*** Excerpt

In this week's 'Ask an Agent' column, the experts at TripleMint--a tech-savvy brokerage that gives buyers and renters access to the same database of listings used by the city's real estate agents, and pays their agents bonuses for client satisfaction--tackle a question that often crops up for renters with roommates: at the end of the day, who's going to put their names on the lease (and their credit on the line)?

Q: I'm apartment hunting with a few roommates. Is it better to put all our names on the lease so we share equal responsibility, or have just one or two people sign on, even if we then have to find guarantors because their incomes aren't high enough?

******

• [Task list]
[1] Decide whether each statement agrees with the column, answering yes or no and quoting the exact words of the column that settle it: (a) TripleMint pays its agents bonuses for client satisfaction. (b) The person asking the question is looking for an apartment alone. (c) The question raises the possibility of needing guarantors.
[2] According to the column, what database does TripleMint give buyers and renters access to?
[3] Pick up the column on roommates and leases from the point where it stops.
The items after this point are separate material, independent of the column.

*** Data provided

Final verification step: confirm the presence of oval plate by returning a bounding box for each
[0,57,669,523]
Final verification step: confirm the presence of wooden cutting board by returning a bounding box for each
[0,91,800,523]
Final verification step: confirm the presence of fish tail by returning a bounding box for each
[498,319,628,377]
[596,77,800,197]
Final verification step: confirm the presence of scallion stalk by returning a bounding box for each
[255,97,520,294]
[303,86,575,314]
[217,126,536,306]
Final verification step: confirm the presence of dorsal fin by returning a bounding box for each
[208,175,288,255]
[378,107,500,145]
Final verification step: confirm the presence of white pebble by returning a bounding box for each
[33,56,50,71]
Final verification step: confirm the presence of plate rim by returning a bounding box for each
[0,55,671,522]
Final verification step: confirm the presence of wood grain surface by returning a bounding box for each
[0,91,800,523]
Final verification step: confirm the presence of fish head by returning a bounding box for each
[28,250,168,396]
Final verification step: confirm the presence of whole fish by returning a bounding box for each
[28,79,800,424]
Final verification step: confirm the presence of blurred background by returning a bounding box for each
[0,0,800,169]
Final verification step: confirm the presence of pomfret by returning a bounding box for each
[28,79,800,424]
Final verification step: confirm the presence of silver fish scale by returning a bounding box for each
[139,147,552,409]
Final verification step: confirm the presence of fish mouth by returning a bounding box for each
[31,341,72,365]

******

• [Answers to the exercise]
[1]
(a) Yes: "pays their agents bonuses for client satisfaction"
(b) No: "I'm apartment hunting with a few roommates."
(c) Yes: "even if we then have to find guarantors because their incomes aren't high enough"

[2] It gives them access to the same database of listings used by the city's real estate agents.

[3]
"If you sign a lease and your other roommates do not, you become liable for their portion of the rent. On the other hand, if all roommates sign a lease, everyone is equally responsible for the rent. Some landlords will require every tenant to be on the lease so that each of you are legally responsible for upholding the terms of the lease. Others will only want one or two roommates on the lease and have the rest of the roommates just sign on as 'occupants' so that they don't have to worry about collecting rent from multiple people. Before deciding who will be on the lease, you should find out what the landlord's rules are, then decide amongst yourselves as roommates what you all feel most comfortable with." - Shelly Place, Real Estate Specialist


"The more rooms you have, the more expensive your apartment will be. Sharing that burden across multiple people on the lease is probably a good idea not just financially but in terms of risk management. In the event that the living situation becomes unstable and there becomes a need for building management to approach only those legally responsible to settle any debts, you can share that responsibility across more people rather than giving anyone the opportunity to escape their legal obligation.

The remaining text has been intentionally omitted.